[RECORDED DATA]

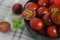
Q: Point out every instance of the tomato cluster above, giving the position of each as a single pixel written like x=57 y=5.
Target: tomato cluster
x=43 y=16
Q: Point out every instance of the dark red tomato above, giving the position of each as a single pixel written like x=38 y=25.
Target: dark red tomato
x=51 y=1
x=17 y=8
x=42 y=2
x=36 y=24
x=5 y=27
x=31 y=5
x=57 y=2
x=42 y=10
x=59 y=31
x=46 y=19
x=28 y=14
x=52 y=31
x=53 y=8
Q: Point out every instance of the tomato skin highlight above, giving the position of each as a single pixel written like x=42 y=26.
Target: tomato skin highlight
x=17 y=8
x=36 y=24
x=52 y=31
x=31 y=5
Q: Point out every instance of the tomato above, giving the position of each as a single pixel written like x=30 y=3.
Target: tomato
x=28 y=14
x=52 y=31
x=42 y=10
x=17 y=8
x=31 y=5
x=57 y=3
x=42 y=2
x=51 y=1
x=36 y=24
x=5 y=27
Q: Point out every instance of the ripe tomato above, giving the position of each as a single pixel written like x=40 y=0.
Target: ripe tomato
x=51 y=1
x=28 y=14
x=53 y=8
x=5 y=27
x=36 y=24
x=17 y=8
x=52 y=32
x=57 y=2
x=31 y=5
x=42 y=2
x=42 y=10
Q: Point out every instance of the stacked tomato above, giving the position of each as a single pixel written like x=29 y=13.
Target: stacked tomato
x=43 y=16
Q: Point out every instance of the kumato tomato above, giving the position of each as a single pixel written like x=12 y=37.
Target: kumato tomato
x=52 y=31
x=42 y=10
x=42 y=3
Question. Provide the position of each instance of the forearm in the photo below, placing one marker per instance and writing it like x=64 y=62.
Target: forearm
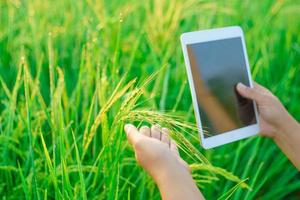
x=177 y=183
x=288 y=139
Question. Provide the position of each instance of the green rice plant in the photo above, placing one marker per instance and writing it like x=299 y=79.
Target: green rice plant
x=72 y=73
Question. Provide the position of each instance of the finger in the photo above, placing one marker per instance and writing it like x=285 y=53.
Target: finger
x=261 y=88
x=173 y=147
x=145 y=130
x=132 y=133
x=248 y=92
x=165 y=136
x=156 y=132
x=185 y=164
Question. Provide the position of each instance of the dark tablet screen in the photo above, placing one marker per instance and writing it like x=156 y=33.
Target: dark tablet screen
x=217 y=66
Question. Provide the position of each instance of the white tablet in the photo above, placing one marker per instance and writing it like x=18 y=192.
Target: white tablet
x=216 y=60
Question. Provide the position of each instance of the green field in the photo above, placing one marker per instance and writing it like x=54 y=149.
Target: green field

[/RECORDED DATA]

Everything in the listing should be copied exactly, apart from the images it holds.

WRITTEN SOLUTION:
Q: Point out every instance of the tomato cluster above, giving the position of each as a single pixel written like x=57 y=5.
Target: tomato cluster
x=43 y=16
Q: Point out every instance of the dark red tomato above, giving the position of each as a single pixel written like x=38 y=25.
Target: dark red tomato
x=51 y=1
x=17 y=8
x=42 y=2
x=36 y=24
x=5 y=27
x=31 y=5
x=57 y=2
x=42 y=10
x=59 y=31
x=46 y=19
x=28 y=14
x=52 y=31
x=53 y=8
Q: Point out every instance of the tomato skin highlight above, giving the position of each as a single pixel written like x=42 y=26.
Target: tomato skin highlight
x=17 y=8
x=36 y=24
x=52 y=31
x=31 y=5
Q: Point out every instance of the tomato above, giving the position of each as a single pixel written like x=30 y=3.
Target: tomato
x=28 y=14
x=52 y=31
x=42 y=10
x=17 y=8
x=31 y=5
x=57 y=3
x=42 y=2
x=51 y=1
x=36 y=24
x=5 y=27
Q: Point out every instance of the ripe tomato above, giving the position of each as a single pixel written like x=40 y=0.
Target: ripe tomato
x=51 y=1
x=28 y=14
x=53 y=8
x=5 y=27
x=36 y=24
x=17 y=8
x=52 y=32
x=57 y=2
x=31 y=5
x=42 y=2
x=42 y=10
Q: Point out every instance of the stacked tomato above, giving the position of each as a single pixel written like x=29 y=13.
Target: stacked tomato
x=43 y=16
Q: Point out every instance of the kumato tomato above, giving the position of each as a single pixel written like x=12 y=37.
Target: kumato tomato
x=52 y=31
x=42 y=10
x=42 y=3
Question. Provide the position of each instance of the forearm in the photo below, placing one marker per instance and writing it like x=64 y=62.
Target: forearm
x=177 y=183
x=288 y=139
Question. Provide the position of each instance of the green rice plant in the photo above, placing one marker per instance and writing it like x=299 y=79.
Target: green rice plant
x=72 y=73
Question. Provide the position of each instance of the finger in the photo above, placing one marker per instance and writing it like x=285 y=53.
Target: finger
x=261 y=88
x=173 y=147
x=145 y=130
x=132 y=133
x=248 y=92
x=165 y=136
x=156 y=132
x=185 y=164
Question. Provide the position of each instance of the dark tablet screen in the photo above, placing one marker per instance and writing it like x=156 y=33.
Target: dark tablet screen
x=217 y=66
Question. Provide the position of each instance of the white tablet in the photo above, placing one marker per instance and writing it like x=18 y=192.
Target: white tablet
x=216 y=60
Question. Provide the position of each instance of the green field in the photo above, placing one marker per instance and writing it like x=54 y=149.
Target: green field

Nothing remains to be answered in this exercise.